SHORT PROBLEM.
Count the lines in the items below that contain the string "metal", treating uppercase and lowercase as different. Reply with the number only.

* Begin MATERIAL TO PROCESS *

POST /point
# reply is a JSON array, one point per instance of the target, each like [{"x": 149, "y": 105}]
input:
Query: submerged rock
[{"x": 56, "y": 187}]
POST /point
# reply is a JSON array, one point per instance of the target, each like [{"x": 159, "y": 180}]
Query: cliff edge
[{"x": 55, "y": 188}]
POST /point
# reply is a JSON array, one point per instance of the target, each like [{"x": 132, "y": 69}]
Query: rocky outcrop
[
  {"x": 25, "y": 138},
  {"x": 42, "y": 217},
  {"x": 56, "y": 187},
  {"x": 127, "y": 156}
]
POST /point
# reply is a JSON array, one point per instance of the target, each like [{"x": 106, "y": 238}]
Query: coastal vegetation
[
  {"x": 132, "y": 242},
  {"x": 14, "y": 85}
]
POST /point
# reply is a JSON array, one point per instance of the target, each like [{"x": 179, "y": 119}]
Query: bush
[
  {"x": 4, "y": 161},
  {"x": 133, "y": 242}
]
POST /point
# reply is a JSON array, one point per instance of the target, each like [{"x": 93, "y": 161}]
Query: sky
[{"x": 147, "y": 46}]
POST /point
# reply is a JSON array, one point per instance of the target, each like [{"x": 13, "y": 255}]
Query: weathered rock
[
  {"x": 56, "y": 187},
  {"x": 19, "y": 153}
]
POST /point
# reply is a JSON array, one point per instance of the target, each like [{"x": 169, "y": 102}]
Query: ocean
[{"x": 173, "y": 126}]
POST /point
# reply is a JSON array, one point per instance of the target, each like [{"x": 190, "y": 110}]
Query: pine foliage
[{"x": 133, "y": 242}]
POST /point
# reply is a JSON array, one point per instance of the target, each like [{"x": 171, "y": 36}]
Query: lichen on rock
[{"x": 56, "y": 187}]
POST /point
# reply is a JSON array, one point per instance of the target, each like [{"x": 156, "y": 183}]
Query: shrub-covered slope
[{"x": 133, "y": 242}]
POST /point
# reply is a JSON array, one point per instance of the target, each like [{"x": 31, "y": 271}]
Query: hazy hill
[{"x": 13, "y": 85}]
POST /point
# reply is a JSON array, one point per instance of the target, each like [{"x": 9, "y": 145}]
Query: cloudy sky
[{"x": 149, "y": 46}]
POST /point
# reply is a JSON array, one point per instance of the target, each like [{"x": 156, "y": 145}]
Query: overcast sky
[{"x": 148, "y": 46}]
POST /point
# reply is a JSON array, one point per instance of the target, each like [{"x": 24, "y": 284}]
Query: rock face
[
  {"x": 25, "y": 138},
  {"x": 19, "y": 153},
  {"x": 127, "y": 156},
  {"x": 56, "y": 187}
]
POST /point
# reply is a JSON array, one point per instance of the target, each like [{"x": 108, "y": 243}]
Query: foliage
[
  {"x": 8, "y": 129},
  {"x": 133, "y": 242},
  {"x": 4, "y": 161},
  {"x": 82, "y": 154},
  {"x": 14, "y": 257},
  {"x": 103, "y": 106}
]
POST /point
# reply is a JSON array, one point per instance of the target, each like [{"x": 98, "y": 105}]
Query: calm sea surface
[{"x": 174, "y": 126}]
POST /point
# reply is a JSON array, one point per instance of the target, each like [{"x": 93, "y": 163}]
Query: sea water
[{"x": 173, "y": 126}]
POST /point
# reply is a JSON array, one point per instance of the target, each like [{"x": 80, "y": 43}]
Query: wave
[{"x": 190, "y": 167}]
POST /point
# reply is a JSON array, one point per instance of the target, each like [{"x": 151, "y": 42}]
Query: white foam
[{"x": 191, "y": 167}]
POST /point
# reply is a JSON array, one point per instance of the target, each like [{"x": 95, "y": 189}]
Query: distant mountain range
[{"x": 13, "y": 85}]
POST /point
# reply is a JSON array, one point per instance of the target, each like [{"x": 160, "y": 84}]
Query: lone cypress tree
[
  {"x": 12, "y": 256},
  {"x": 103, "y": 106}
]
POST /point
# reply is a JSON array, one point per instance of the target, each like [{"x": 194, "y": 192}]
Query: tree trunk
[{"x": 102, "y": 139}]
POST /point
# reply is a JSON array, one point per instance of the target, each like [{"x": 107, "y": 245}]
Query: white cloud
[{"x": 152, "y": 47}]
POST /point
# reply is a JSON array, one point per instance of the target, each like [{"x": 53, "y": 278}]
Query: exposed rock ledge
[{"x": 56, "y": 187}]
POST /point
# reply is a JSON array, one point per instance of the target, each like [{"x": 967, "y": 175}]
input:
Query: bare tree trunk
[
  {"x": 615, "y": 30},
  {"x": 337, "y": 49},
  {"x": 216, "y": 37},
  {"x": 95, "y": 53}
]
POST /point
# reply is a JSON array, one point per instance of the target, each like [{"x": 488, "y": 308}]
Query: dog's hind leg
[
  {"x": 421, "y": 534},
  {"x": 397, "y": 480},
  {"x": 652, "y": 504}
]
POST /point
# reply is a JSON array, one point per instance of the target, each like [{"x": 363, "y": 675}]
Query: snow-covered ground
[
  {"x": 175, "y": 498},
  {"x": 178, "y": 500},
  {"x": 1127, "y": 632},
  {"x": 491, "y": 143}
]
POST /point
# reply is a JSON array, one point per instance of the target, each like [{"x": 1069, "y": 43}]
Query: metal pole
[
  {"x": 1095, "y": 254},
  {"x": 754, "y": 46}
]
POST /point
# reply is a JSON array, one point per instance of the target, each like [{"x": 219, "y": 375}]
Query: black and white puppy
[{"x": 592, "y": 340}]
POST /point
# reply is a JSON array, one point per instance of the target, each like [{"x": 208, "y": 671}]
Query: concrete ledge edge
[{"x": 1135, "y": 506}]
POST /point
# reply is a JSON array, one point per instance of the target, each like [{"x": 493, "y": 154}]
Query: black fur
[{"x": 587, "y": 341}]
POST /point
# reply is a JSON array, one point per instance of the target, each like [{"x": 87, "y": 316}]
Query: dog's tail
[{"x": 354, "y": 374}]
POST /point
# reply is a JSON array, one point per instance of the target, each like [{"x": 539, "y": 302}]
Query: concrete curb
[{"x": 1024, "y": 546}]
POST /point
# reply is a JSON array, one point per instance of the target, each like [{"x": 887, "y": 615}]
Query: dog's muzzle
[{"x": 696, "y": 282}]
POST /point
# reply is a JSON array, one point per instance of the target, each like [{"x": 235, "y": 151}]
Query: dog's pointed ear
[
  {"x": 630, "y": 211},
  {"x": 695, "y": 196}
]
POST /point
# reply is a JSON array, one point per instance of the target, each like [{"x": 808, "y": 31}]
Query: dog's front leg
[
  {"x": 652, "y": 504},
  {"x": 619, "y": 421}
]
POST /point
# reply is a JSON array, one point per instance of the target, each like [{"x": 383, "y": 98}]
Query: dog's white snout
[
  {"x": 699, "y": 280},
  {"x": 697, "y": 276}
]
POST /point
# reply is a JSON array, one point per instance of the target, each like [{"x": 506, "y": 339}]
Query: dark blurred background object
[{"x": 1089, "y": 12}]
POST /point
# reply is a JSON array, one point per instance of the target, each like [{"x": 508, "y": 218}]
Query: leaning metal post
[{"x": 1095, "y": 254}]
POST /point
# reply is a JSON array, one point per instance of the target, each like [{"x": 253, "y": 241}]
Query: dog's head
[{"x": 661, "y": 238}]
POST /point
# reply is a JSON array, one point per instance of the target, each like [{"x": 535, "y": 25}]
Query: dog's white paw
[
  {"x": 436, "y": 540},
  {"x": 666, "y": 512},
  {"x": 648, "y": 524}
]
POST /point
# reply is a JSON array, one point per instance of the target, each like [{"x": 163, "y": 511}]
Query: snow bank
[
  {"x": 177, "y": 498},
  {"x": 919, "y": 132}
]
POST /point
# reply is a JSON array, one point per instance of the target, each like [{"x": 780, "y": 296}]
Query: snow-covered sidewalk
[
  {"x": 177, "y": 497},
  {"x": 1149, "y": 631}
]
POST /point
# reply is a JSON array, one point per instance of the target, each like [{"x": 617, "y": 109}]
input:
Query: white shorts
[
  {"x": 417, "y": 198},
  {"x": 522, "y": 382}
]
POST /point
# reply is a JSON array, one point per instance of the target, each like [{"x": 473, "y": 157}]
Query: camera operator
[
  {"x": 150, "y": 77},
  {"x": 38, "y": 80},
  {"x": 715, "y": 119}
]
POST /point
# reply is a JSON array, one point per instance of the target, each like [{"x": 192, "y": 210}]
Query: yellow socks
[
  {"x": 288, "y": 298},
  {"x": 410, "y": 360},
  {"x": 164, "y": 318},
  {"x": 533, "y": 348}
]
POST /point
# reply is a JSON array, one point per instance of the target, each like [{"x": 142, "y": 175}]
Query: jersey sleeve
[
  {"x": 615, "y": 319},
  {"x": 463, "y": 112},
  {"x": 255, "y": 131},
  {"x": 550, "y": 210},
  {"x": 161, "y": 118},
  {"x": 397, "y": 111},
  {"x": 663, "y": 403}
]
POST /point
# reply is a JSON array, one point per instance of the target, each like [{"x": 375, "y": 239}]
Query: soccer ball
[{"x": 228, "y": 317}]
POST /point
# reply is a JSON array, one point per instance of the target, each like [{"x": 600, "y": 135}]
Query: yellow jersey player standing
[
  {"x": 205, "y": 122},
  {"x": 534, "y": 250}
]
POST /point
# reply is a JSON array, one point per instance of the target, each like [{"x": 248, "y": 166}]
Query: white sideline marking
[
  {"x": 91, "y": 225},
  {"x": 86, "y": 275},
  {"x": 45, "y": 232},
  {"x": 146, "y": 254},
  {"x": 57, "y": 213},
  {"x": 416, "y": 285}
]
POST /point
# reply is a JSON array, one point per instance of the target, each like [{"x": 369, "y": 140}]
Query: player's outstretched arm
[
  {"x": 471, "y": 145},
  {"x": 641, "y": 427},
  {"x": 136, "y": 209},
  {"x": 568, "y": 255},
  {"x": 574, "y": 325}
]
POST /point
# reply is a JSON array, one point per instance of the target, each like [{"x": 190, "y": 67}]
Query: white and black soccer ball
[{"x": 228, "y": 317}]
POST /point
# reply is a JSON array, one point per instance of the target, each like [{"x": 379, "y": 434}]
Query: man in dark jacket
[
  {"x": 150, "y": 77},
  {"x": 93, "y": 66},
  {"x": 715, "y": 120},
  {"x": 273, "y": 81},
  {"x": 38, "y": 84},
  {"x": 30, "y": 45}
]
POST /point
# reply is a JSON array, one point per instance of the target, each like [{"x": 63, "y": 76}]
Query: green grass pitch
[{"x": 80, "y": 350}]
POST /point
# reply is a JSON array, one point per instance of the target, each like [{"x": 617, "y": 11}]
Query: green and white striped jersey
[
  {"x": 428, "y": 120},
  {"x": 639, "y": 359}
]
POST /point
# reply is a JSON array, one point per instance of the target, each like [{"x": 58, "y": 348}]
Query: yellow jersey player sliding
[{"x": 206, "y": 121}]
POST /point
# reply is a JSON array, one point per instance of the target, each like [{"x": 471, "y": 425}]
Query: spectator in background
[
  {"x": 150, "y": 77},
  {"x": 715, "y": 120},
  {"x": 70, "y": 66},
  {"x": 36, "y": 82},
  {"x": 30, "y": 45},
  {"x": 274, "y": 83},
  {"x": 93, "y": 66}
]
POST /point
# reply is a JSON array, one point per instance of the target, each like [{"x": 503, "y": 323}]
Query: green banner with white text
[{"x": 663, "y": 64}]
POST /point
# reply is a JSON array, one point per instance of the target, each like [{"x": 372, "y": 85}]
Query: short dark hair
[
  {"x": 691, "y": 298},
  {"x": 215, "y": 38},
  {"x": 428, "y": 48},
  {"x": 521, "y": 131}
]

* End MATERIAL TO PROCESS *

ANSWER TO THIS EXERCISE.
2